• **Assignment**
Verbatim copy without pictures. Please print every entry as it stands.

==================================================

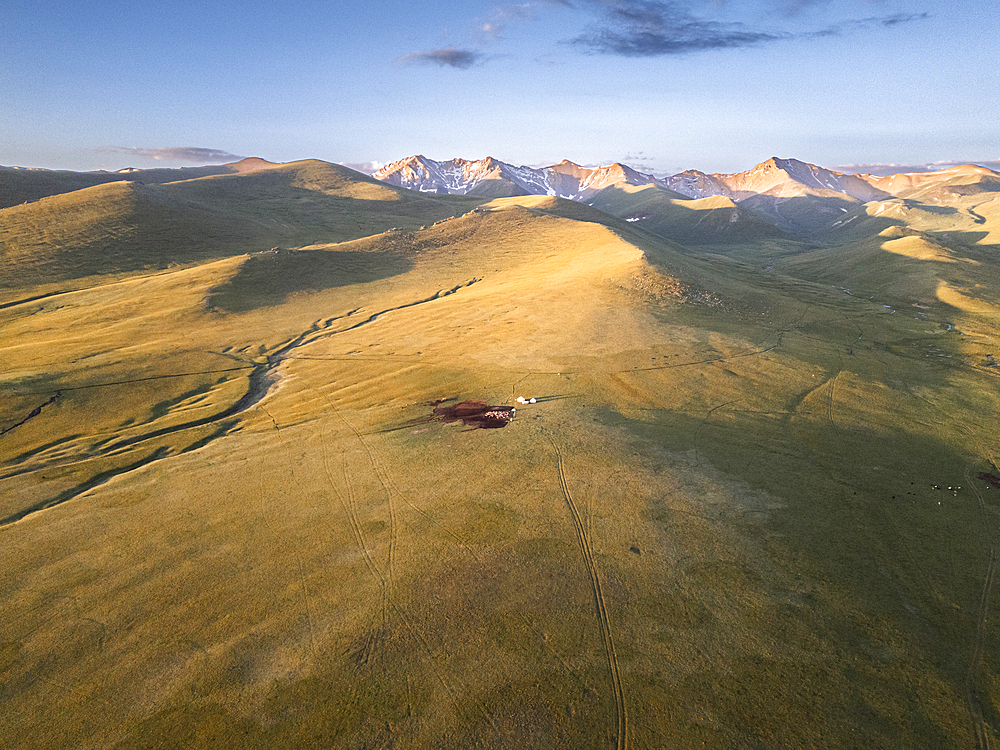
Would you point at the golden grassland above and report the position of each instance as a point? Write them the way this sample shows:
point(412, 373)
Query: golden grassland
point(744, 511)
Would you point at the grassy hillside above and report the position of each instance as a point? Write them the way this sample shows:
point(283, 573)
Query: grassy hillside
point(747, 508)
point(128, 226)
point(19, 186)
point(705, 221)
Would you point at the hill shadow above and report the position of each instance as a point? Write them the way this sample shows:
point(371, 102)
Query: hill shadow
point(271, 277)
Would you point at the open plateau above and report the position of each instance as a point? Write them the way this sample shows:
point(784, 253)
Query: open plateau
point(482, 456)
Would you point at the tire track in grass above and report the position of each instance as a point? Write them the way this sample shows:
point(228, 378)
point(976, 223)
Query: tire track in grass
point(583, 537)
point(275, 532)
point(972, 691)
point(387, 578)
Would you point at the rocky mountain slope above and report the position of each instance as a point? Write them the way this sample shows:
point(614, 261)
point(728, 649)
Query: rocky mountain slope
point(820, 195)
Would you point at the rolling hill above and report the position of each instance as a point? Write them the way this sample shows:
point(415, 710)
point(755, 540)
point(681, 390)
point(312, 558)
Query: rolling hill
point(736, 488)
point(124, 226)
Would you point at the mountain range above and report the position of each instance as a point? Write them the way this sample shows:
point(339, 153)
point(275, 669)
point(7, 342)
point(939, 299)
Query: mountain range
point(746, 499)
point(777, 178)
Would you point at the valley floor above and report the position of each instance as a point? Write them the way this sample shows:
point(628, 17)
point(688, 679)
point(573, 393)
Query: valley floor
point(753, 518)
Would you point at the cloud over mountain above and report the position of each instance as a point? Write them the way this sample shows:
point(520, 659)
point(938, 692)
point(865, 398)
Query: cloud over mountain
point(647, 28)
point(446, 57)
point(192, 154)
point(652, 28)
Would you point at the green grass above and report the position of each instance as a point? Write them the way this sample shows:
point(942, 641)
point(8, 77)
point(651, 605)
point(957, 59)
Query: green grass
point(732, 486)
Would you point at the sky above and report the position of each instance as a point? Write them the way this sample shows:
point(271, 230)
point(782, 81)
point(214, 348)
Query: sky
point(664, 86)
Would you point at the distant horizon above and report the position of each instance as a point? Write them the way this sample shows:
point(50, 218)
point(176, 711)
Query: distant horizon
point(162, 162)
point(660, 85)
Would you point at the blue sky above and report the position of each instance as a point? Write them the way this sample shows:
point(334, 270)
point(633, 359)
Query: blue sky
point(716, 85)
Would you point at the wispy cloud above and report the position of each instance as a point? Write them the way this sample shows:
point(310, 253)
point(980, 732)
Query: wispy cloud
point(646, 28)
point(882, 170)
point(844, 27)
point(447, 57)
point(191, 154)
point(493, 28)
point(652, 28)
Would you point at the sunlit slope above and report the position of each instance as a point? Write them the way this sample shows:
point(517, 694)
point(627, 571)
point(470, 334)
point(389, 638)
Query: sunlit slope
point(126, 226)
point(717, 526)
point(25, 185)
point(902, 250)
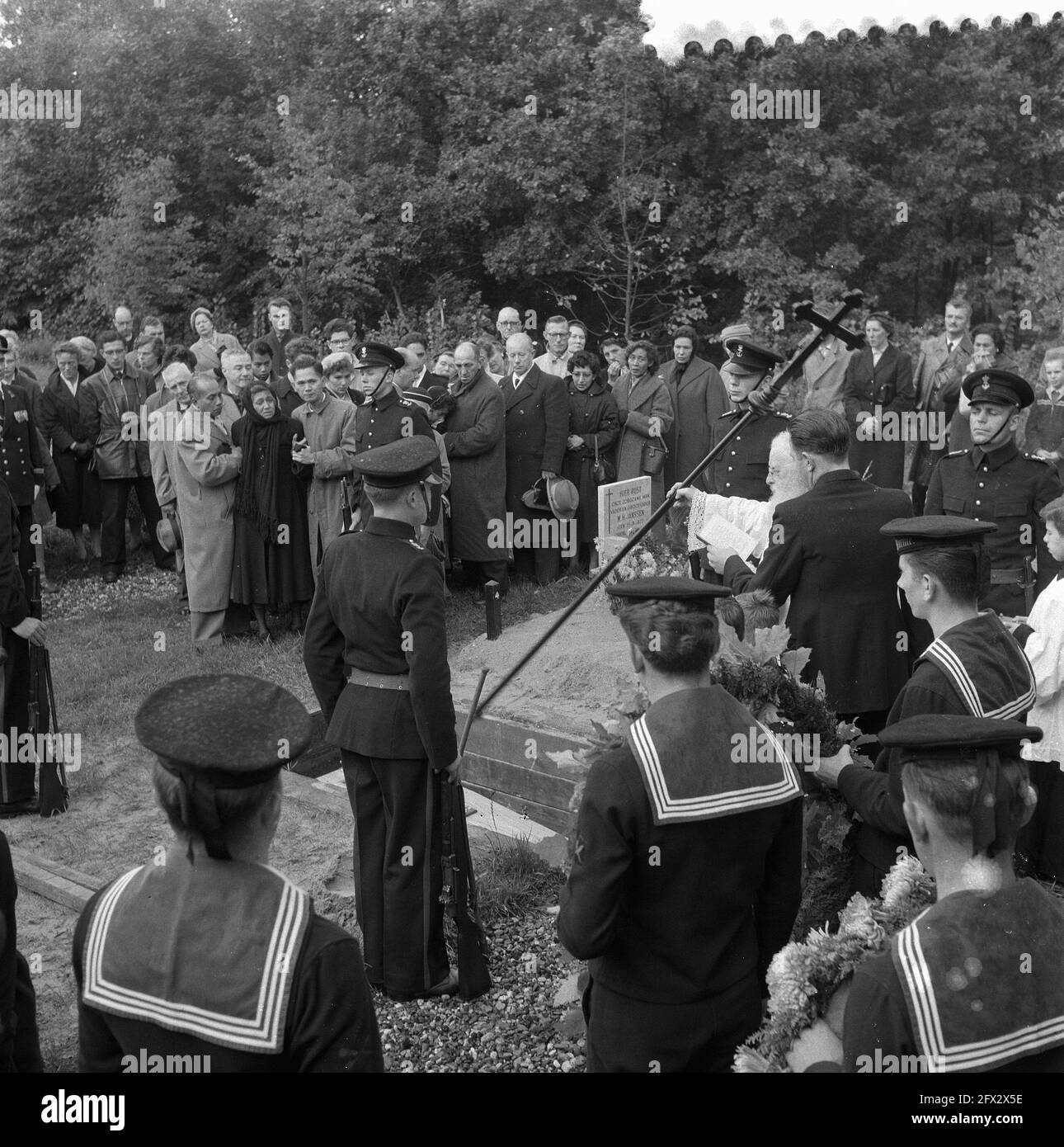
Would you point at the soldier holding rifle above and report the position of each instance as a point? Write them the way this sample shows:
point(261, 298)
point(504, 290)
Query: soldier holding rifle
point(375, 650)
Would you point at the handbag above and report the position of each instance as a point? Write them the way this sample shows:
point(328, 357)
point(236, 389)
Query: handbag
point(602, 470)
point(655, 452)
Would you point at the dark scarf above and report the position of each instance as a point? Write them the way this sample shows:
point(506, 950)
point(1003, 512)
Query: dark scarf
point(257, 487)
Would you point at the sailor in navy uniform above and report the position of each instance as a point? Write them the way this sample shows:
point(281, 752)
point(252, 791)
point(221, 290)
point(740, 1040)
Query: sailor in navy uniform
point(385, 417)
point(742, 470)
point(687, 870)
point(206, 953)
point(976, 983)
point(994, 482)
point(973, 667)
point(375, 649)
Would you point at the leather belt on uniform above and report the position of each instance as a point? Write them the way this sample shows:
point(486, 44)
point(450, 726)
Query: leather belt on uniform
point(1007, 577)
point(379, 680)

==================================================

• **Response**
Would you point at the golden grassland above and report the position of each instance as a point? Write them the way this sample shows:
point(412, 373)
Query: golden grassland
point(744, 511)
Would you point at the grassy hillside above and report the position of each instance as a point? Write them the way this sample shows:
point(283, 573)
Query: grassy hillside
point(747, 508)
point(128, 226)
point(19, 186)
point(705, 221)
Would you point at the hill shadow above and report the position of each instance as a point? Write them the way this sample shows:
point(371, 102)
Query: hill shadow
point(271, 277)
Would you point at the open plateau above and report the position of each instance as a point? Write them the way this sample shows:
point(784, 253)
Query: open plateau
point(482, 456)
Would you point at the tire track in grass above and report the position of each instance as a point? Write them the way this sample shows:
point(228, 378)
point(976, 223)
Query: tire track in grass
point(583, 537)
point(275, 532)
point(972, 691)
point(387, 578)
Would you point at the rocky mountain slope above and report the position of each instance as a point? Write them the way this sample shows:
point(614, 261)
point(728, 649)
Query: rocky mountain slope
point(820, 195)
Would you point at the rolling hill above and report the position of each instance as a point? Write them the way this sample shows:
point(415, 710)
point(755, 540)
point(681, 390)
point(312, 558)
Query: rolling hill
point(736, 488)
point(124, 226)
Would you point at the mountain range above and report the position of each instance as a point? Write them the way this sample shows:
point(339, 153)
point(275, 669)
point(7, 342)
point(939, 299)
Query: mountain range
point(746, 499)
point(777, 178)
Would you point at the valley floor above and report the position of each instance as a point? Write them the way this sample shows:
point(628, 17)
point(688, 679)
point(573, 393)
Query: valley floor
point(753, 518)
Would you point at the cloud over mountain above and report the position of each instance as a point? Write them the way this sample shows:
point(520, 659)
point(938, 692)
point(865, 398)
Query: cloud over mountain
point(647, 28)
point(446, 57)
point(192, 154)
point(652, 28)
Would you point at the green grass above and report the position of each instance as a point? Write them the way this sample shows:
point(942, 641)
point(8, 77)
point(651, 605)
point(957, 59)
Query: green grass
point(732, 486)
Would you point at the sky above and report the position of each instance as a point? Write them the way this sample shows:
point(271, 230)
point(782, 81)
point(214, 348)
Query: sky
point(664, 86)
Would you point at the distant horizon above and report the position of each instance as a point? Write them the way this sample shows:
point(50, 218)
point(176, 711)
Query: distant horizon
point(162, 162)
point(660, 85)
Would you point at the blue sky above and report the position of each instance as a point? Write them the way this sample shows:
point(334, 270)
point(633, 359)
Query: blue sky
point(716, 85)
Would you point at the wispy cloud above and report the position of each instance as a point? Write them the way this sample shows:
point(310, 253)
point(980, 732)
Query: wispy cloud
point(646, 28)
point(882, 170)
point(844, 27)
point(447, 57)
point(191, 154)
point(493, 28)
point(652, 28)
Would you point at the sunlit slope above and report the position of each instance as a point? Write them the way this sample shows:
point(517, 694)
point(627, 571)
point(470, 334)
point(389, 638)
Query: sunlit slope
point(126, 226)
point(717, 526)
point(25, 185)
point(902, 250)
Would you point at the soldier holding rifle above and report the position of each instance as a point? Write them the way this sample shows:
point(261, 298)
point(504, 290)
Query: soldier holding rifle
point(375, 650)
Would you point at the handbag above and report the position of each instance as a point? Write them the way this sample shows:
point(328, 357)
point(236, 389)
Query: handbag
point(602, 470)
point(655, 452)
Would you point at the dark scarf above and report the position of each instance as a point? Write them the way this sample shows:
point(506, 950)
point(1003, 512)
Query: dark scarf
point(257, 487)
Would you point at the sailor in navy uniform above and report the position of each instance as a point? Write them the way this sample shows:
point(281, 752)
point(252, 791)
point(221, 290)
point(740, 1040)
Query: sailor in navy uniform
point(385, 417)
point(742, 470)
point(687, 870)
point(206, 953)
point(976, 983)
point(994, 482)
point(973, 667)
point(375, 649)
Would you point at the leather belt on uniform above and report the position of each instance as a point? Write them the way this sample shows:
point(486, 44)
point(450, 726)
Query: leather belt on uniform
point(1007, 577)
point(379, 680)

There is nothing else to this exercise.